* [Dataset content]:
::::::::::

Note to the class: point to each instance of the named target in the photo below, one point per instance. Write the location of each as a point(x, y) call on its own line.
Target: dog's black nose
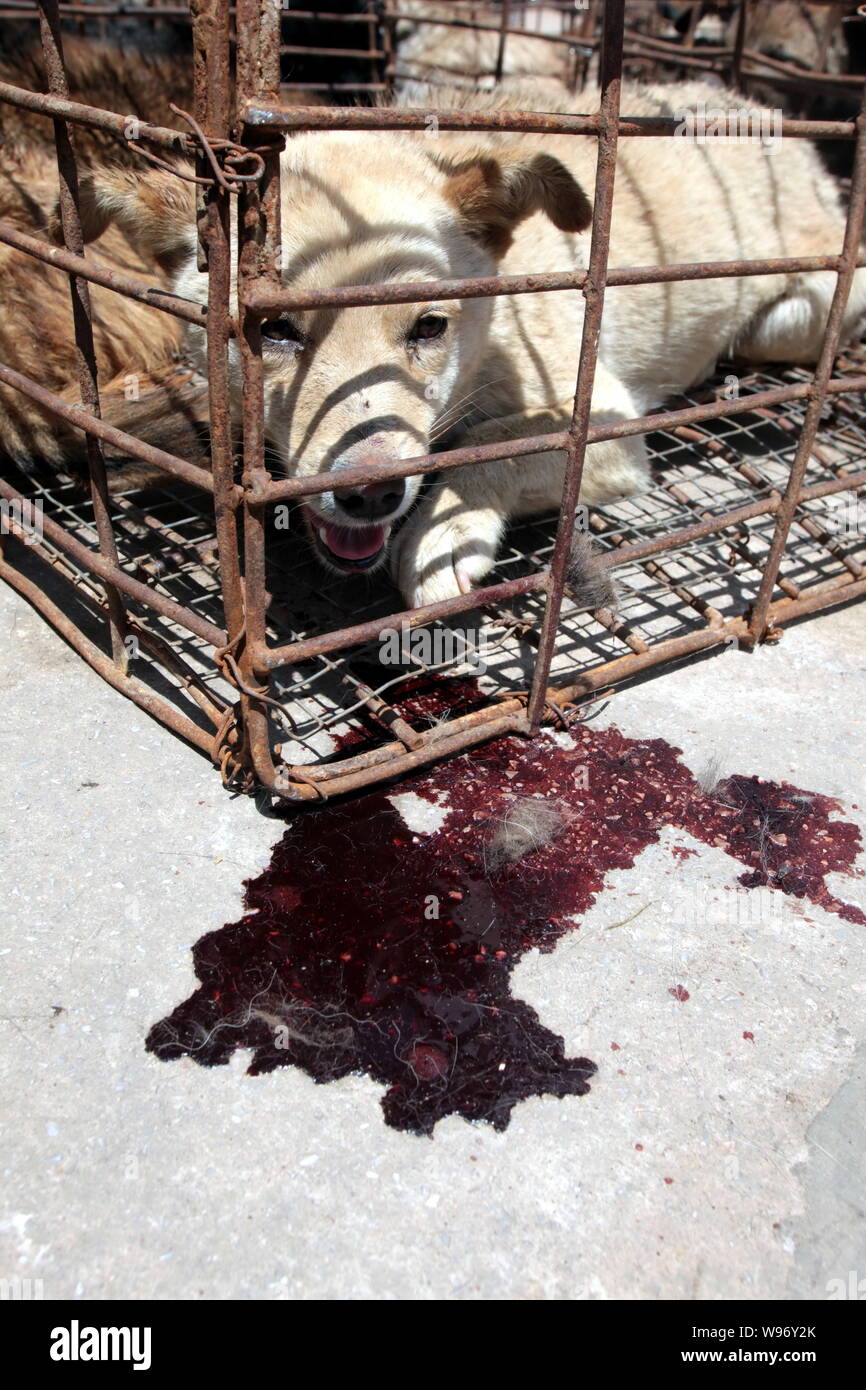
point(371, 503)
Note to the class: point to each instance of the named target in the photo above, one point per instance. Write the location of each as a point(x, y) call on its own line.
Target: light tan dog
point(387, 382)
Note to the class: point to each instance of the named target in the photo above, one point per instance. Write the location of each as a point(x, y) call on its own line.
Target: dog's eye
point(284, 332)
point(427, 328)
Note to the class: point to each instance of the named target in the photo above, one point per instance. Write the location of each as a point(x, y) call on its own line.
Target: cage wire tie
point(234, 154)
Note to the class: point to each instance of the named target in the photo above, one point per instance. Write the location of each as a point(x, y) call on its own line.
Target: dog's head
point(362, 385)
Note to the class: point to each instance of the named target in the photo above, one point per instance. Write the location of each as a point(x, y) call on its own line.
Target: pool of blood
point(366, 948)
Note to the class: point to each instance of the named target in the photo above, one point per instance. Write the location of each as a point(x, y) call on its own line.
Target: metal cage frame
point(237, 154)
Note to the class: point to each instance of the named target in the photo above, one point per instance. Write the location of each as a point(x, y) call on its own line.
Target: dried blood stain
point(367, 948)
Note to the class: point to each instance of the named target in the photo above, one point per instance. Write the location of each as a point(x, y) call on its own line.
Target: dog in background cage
point(371, 385)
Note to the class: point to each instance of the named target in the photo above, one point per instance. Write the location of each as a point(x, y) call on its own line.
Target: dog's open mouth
point(348, 548)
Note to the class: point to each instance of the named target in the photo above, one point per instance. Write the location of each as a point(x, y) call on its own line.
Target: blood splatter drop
point(335, 969)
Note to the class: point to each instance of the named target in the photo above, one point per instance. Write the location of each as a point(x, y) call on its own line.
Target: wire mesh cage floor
point(167, 538)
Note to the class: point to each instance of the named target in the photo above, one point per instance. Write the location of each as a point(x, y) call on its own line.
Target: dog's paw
point(445, 549)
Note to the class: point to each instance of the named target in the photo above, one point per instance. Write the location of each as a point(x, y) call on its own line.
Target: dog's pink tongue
point(352, 542)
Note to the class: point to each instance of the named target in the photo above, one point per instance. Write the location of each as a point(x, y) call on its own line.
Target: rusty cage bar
point(237, 154)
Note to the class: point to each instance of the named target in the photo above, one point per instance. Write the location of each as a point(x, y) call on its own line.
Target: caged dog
point(359, 385)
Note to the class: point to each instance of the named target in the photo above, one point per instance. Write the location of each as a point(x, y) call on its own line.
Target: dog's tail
point(588, 580)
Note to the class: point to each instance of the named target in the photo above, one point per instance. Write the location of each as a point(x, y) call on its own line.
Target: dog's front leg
point(451, 542)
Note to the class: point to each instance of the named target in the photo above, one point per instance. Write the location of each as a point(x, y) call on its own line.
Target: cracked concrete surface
point(704, 1164)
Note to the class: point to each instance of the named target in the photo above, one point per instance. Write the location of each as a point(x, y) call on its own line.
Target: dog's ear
point(494, 192)
point(153, 207)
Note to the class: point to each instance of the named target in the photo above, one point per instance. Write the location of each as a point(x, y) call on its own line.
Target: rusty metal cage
point(174, 597)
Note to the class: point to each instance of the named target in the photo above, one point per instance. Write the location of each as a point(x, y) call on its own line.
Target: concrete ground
point(128, 1178)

::::::::::

* [Task]: Please set down every line of the listing verbatim, excluding its pictures.

* [Output of the task]:
Note to the class: point to each instance of the named target in the photo below, one point per instance. Write the location of each as a point(x, y) call on its own line.
Target: dog's black nose
point(371, 503)
Note to the class: point to each instance of the named target in the photo above, one point per instance. Write the location of each as a point(x, y) call on its own line.
Target: light tan dog
point(387, 382)
Note to the class: point to each instance of the named target in the photo above, one point per instance. Write the location of each as a point(x, y) call on its own line.
Target: dog's eye
point(284, 332)
point(427, 328)
Note to the class: point to each instance of the named target in the photo above, one point per instance. Write the location of each as a point(x, y) call on its own line.
Target: cage wire tie
point(234, 154)
Note to the class: point to each instance of the named target in the photo above, one point per instance. Write the location of each as a point(x, y) call on its own line.
Target: dog's head
point(362, 385)
Note to the class: point to each instance of the named target in the photo above, one point per instance. Write the location of each as a point(x, y) call on its own line.
Target: pool of blood
point(366, 948)
Note to the class: point to each instance of the named target in the photo above, one point per instance. Write the location of each as a point(x, y) call on its own line.
Target: metal cage frame
point(237, 154)
Note to the class: point to each instance of the named target in the photo above, one point per instance. Write the location of each as a point(x, y) call on its own line.
Target: dried blood stain
point(367, 948)
Note to the class: point to each instance of the named target in the photo above, one point per instance. Write the location of each as a point(x, y) call on its own line.
Target: dog in background cage
point(371, 385)
Note to the class: point to each instance of the named target in the photo above, one point per instance. Write the location of each as a point(x, y) call on its own line.
Target: dog's open mouth
point(348, 548)
Note to the class: point to each instance of the named target in the photo above, one point per instance. Write the location of each as a point(x, y) call on its own line.
Target: blood splatter drop
point(335, 969)
Note to the class: point to each instance of the named target in the photo above, one point per instance. Write the location of each as a point(x, y) call on its own line.
Target: wire mesh cage floor
point(167, 538)
Note to the class: point to each instance of the named target in the photo above, one point per instance. Write the location of each as a point(x, y) call on its own line.
Target: dog's paw
point(445, 549)
Note to the class: point to each instance of the named target in the photo above, one point per instance. Write the location of each as a point(x, y) call on its own line.
Target: dog's pink tongue
point(352, 542)
Note to the class: point to each instance of the named target in the photo above, one point per instance. Write the location of each as a point(x, y) call on its own line.
Target: rusty cage bar
point(237, 154)
Note to the class: point to each instance of the named target in the photo above, one point per instance. Write the location of each as a point(x, y) call on its own line.
Target: caged dog
point(359, 385)
Note to the class: point to each instance of the named target in the photo above, one point per instance. Write the location of each as a point(x, y) call on its own line.
Target: dog's tail
point(588, 580)
Note to the class: point to each instance of the named target in the photo above, one point per instance. Write the location of each as a point(x, y) call on its own line.
Target: dog's front leg
point(451, 542)
Note to the class: point to each instance of the named target in the photo above, one point per instance. Write the location of each as a point(x, y) call on its own line.
Target: cracked concrete surface
point(704, 1164)
Note to the class: point to each instance of the named target in the photo above, one point per instance. Write the location of each as a point(x, y) call on its own line.
Target: dog's ear
point(494, 192)
point(153, 207)
Note to the class: point to each instance of the named target in the photo above, one point per instance. Write the location of each as a point(x, y) call on its own line.
Target: rusty metal cage
point(174, 597)
Note to the class: point to each instance of the named target in the photo above, one point per instance. Write the location of each as a point(x, y) call on its own line.
Target: concrete ground
point(128, 1178)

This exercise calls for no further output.